* **RAW RECORDS**:
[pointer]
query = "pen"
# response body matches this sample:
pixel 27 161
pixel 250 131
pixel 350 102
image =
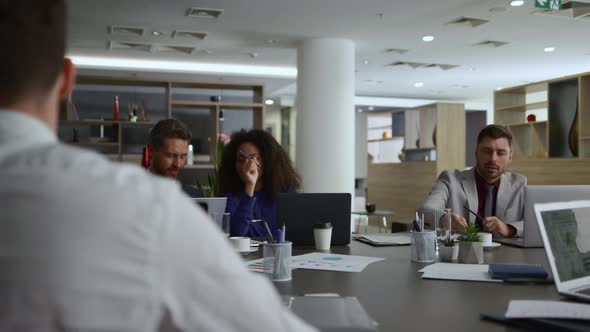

* **STATED TASK**: Please rewrite the records above with every "pixel" changed to "point" and everything else unchanged. Leave the pictures out.

* **RESPONSE TO THE TASK**:
[pointer]
query = "pen"
# response body matches this sample:
point 27 161
point 250 131
point 350 102
image =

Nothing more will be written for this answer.